*Text section*.
28. In so far as the concatenation of their perceptions is due to the principle of memory alone, men act like the lower animals, resembling the empirical physicians, whose methods are those of mere practice without theory. Indeed, in three-fourths of our actions we are nothing but empirics. For instance, when we expect that there will be daylight to-morrow, we do so empirically, because it has always so happened until now. It is only the astronomer who thinks it on rational grounds.

29. But it is the knowledge of necessary and eternal truths that distinguishes us from the mere animals and gives us Reason and the sciences, raising us to the knowledge of ourselves and of God. And it is this in us that is called the rational soul or mind [esprit].

30. It is also through the knowledge of necessary truths, and through their abstract expression, that we rise to acts of reflexion, which make us think of what is called I, and observe that this or that is within us: and thus, thinking of ourselves, we think of being, of substance, of the simple and the compound, of the immaterial, and of God Himself, conceiving that what is limited in us is in Him without limits. And these acts of reflexion furnish the chief objects of our reasonings.

31. Our reasonings are grounded upon two great principles, that of contradiction, in virtue of which we judge false that which involves a contradiction, and true that which is opposed or contradictory to the false.

32. And that of sufficient reason, in virtue of which we hold that there can be no fact real or existing, no statement true, unless there be a sufficient reason, why it should be so and not otherwise, although these reasons usually cannot be known by us.

33. There are also two kinds of truths, those of reasoning and those of fact. Truths of reasoning are necessary and their opposite is impossible: truths of fact are contingent and their opposite is possible. When a truth is necessary, its reason can be found by analysis, resolving it into more simple ideas and truths, until we come to those which are primary.

34. It is thus that in Mathematics speculative Theorems and practical Canons are reduced by analysis to Definitions, Axioms and Postulates.

35. In short, there are simple ideas, of which no definition can be given; there are also axioms and postulates, in a word, primary principles, which cannot be proved, and indeed have no need of proof; and these are identical propositions, whose opposite involves an express contradiction.

*Problem*. Carry on the numbered passage about reason and truths from where it stops, writing the next part. The records that come next are from a different source than this text.

*Supplied material*.
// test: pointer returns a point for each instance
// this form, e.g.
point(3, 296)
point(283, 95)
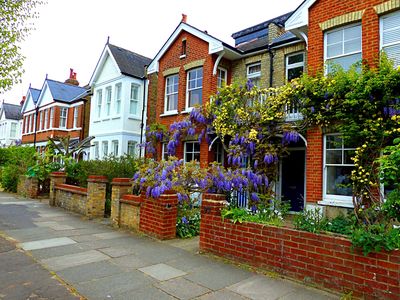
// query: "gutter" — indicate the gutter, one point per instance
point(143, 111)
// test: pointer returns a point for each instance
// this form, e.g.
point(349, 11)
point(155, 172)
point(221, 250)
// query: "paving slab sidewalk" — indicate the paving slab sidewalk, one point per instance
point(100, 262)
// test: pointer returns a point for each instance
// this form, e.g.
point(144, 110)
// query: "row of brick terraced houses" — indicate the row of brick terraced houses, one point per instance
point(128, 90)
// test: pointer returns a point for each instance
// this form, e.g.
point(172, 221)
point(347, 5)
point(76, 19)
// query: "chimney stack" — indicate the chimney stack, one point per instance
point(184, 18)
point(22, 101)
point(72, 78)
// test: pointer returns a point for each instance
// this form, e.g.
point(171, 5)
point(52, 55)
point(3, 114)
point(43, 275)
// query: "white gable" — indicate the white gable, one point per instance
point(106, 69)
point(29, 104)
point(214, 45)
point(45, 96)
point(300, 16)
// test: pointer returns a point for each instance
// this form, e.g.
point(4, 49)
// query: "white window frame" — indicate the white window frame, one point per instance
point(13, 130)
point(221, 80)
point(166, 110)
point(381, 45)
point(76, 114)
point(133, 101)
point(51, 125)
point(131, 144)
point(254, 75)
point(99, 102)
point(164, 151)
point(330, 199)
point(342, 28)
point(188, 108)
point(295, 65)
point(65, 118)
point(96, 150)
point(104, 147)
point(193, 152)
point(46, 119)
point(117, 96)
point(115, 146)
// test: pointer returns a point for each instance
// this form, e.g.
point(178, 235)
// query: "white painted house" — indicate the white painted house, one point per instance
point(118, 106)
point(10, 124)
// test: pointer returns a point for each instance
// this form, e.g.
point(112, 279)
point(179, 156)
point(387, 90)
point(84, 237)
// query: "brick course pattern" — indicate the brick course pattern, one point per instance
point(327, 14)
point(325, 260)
--
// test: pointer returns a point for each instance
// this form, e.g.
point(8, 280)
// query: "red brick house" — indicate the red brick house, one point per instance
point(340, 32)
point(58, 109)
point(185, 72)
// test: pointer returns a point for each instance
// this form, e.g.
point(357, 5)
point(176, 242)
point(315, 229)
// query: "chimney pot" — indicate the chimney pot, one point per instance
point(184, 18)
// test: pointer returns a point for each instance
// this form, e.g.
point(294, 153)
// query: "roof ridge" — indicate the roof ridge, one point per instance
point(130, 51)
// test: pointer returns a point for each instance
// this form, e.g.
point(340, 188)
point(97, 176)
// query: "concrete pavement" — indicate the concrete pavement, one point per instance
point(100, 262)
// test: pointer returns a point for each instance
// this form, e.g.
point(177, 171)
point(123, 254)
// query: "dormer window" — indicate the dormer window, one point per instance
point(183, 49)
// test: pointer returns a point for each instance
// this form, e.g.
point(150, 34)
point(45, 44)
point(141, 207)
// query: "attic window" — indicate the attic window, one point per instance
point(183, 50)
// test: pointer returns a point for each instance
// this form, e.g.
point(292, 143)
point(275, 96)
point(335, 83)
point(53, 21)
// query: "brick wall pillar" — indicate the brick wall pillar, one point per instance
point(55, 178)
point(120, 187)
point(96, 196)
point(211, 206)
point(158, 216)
==
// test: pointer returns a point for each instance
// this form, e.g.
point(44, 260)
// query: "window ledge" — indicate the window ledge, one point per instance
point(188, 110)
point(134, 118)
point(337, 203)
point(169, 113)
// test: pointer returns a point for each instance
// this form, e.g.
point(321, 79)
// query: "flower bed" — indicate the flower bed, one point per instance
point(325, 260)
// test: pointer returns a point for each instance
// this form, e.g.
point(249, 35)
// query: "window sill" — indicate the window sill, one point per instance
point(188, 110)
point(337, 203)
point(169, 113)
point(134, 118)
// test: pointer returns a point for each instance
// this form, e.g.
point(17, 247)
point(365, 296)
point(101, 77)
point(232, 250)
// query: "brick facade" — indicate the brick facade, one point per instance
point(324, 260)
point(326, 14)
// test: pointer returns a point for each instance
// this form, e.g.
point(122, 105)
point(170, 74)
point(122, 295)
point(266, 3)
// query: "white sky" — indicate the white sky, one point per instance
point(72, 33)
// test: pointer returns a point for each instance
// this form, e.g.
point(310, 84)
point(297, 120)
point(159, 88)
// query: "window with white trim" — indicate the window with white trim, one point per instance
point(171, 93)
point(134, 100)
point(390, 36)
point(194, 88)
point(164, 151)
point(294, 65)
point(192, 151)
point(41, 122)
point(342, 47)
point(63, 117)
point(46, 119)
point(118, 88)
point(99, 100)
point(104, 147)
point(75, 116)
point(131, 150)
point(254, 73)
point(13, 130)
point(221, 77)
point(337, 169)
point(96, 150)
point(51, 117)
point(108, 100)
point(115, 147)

*Expected answer*.
36. But there must also be a sufficient reason for contingent truths or truths of fact, that is to say, for the sequence or connexion of the things which are dispersed throughout the universe of created beings, in which the analyzing into particular reasons might go on into endless detail, because of the immense variety of things in nature and the infinite division of bodies. There is an infinity of present and past forms and motions which go to make up the efficient cause of my present writing; and there is an infinity of minute tendencies and dispositions of my soul, which go to make its final cause.

37. And as all this detail again involves other prior or more detailed contingent things, each of which still needs a similar analysis to yield its reason, we are no further forward: and the sufficient or final reason must be outside of the sequence or series of particular contingent things, however infinite this series may be.

38. Thus the final reason of things must be in a necessary substance, in which the variety of particular changes exists only eminently, as in its source; and this substance we call God.

39. Now as this substance is a sufficient reason of all this variety of particulars, which are also connected together throughout; there is only one God, and this God is sufficient.

40. We may also hold that this supreme substance, which is unique, universal and necessary, nothing outside of it being independent of it,- this substance, which is a pure sequence of possible being, must be illimitable and must contain as much reality as is possible.

41. Whence it follows that God is absolutely perfect; for perfection is nothing but amount of positive reality, in the strict sense, leaving out of account the limits or bounds in things which are limited. And where there are no bounds, that is to say in God, perfection is absolutely infinite.

42. It follows also that created beings derive their perfections from the influence of God, but that their imperfections come from their own nature, which is incapable of being without limits. For it is in this that they differ from God. An instance of this original imperfection of created beings may be seen in the natural inertia of bodies.

43. It is farther true that in God there is not only the source of existences but also that of essences, in so far as they are real, that is to say, the source of what is real in the possible. For the understanding of God is the region of eternal truths or of the ideas on which they depend, and without Him there would be nothing real in the possibilities of things, and not only would there be nothing in existence, but nothing would even be possible.

44. For if there is a reality in essences or possibilities, or rather in eternal truths, this reality must needs be founded in something existing and actual, and consequently in the existence of the necessary Being, in whom essence involves existence, or in whom to be possible is to be actual.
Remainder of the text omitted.